-- Opening Marker --
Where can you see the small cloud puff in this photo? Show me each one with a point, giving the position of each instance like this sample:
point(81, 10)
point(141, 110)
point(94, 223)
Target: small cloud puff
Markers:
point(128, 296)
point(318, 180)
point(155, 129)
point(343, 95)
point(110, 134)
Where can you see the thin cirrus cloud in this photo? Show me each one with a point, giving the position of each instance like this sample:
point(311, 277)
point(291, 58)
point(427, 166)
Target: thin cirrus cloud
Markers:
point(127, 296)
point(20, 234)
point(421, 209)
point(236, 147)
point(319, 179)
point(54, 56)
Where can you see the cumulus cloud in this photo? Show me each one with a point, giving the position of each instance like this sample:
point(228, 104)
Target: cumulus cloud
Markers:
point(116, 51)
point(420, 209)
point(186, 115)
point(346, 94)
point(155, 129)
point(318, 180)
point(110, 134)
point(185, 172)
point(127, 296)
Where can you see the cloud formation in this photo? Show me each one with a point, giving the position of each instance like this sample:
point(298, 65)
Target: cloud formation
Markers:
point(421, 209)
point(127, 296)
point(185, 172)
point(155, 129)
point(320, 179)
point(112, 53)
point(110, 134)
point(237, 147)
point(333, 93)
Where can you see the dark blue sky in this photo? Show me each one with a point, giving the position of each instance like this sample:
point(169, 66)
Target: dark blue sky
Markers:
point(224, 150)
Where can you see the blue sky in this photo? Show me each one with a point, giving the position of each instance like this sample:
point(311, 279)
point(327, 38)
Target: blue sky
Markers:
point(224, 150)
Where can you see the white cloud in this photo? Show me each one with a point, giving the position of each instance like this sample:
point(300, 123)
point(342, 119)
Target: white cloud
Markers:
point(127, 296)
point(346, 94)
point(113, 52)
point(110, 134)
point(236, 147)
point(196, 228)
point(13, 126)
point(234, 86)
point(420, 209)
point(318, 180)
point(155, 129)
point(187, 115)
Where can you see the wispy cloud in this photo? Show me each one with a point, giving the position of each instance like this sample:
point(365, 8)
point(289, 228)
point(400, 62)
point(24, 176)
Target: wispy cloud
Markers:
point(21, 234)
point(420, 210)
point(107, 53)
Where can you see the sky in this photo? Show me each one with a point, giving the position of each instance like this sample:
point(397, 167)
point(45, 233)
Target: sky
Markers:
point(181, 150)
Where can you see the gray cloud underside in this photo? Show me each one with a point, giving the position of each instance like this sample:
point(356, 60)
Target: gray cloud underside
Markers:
-- Closing Marker --
**Action item**
Character for character, output the whole material above.

**Your solution**
Where can you see the small cloud puff in this photo? Show me each one with a point, giving the position of each instance like this sample:
point(81, 10)
point(141, 110)
point(94, 223)
Target: small cloud puff
Markers:
point(128, 296)
point(318, 180)
point(155, 129)
point(343, 95)
point(110, 134)
Where can you see the thin cirrus cloud in this photo? Show me each one with a point, giving the position of each instance like this sample:
point(311, 277)
point(291, 58)
point(427, 166)
Target: thin cirrus cloud
Markers:
point(127, 296)
point(20, 234)
point(421, 209)
point(236, 147)
point(319, 179)
point(54, 56)
Where can you see the cumulus cloud in this photo? Show me each one with a point, giving the position of each instance like this sample:
point(228, 104)
Target: cumulus cloud
Markers:
point(116, 51)
point(420, 209)
point(186, 115)
point(346, 94)
point(155, 129)
point(318, 180)
point(110, 134)
point(185, 172)
point(127, 296)
Where can you see the cloud formation in this photo? Show me each one with a point, giving the position of each instance like this sample:
point(298, 65)
Target: cloud formation
Markers:
point(421, 209)
point(127, 296)
point(185, 172)
point(155, 129)
point(320, 179)
point(112, 53)
point(110, 134)
point(237, 147)
point(333, 93)
Where can you see the dark blue sky in this photo? Show me each one with a point, giving the position of each instance like this sample:
point(169, 66)
Target: dark blue sky
Markers:
point(224, 150)
Where can you see the blue sky in this photo? Show me each one with a point, giving the position of each instance like this sample:
point(311, 279)
point(327, 38)
Target: blue sky
Markers:
point(224, 150)
Where can you see the white cloud in this photo? Show me each one with a point, giving the position of each instance like this sample:
point(300, 123)
point(342, 119)
Target: white cloud
Markers:
point(127, 296)
point(346, 94)
point(113, 52)
point(110, 134)
point(236, 147)
point(196, 228)
point(13, 126)
point(234, 86)
point(420, 209)
point(318, 180)
point(155, 129)
point(187, 115)
Where can you see the wispy cloud in this photo? Show me each one with a point, giving the position of each instance like this sample:
point(365, 8)
point(289, 228)
point(400, 62)
point(24, 176)
Target: wispy cloud
Markers:
point(21, 234)
point(420, 210)
point(107, 53)
Where can you see the sky in this photo? Show me each one with a point, giving the position of each instance like this sample:
point(397, 167)
point(45, 233)
Target: sky
Markers:
point(181, 150)
Where can you see the gray cloud underside in this photo? Show me each one with a point, giving the position of each instance like this sample:
point(356, 60)
Target: gray cloud underside
Markers:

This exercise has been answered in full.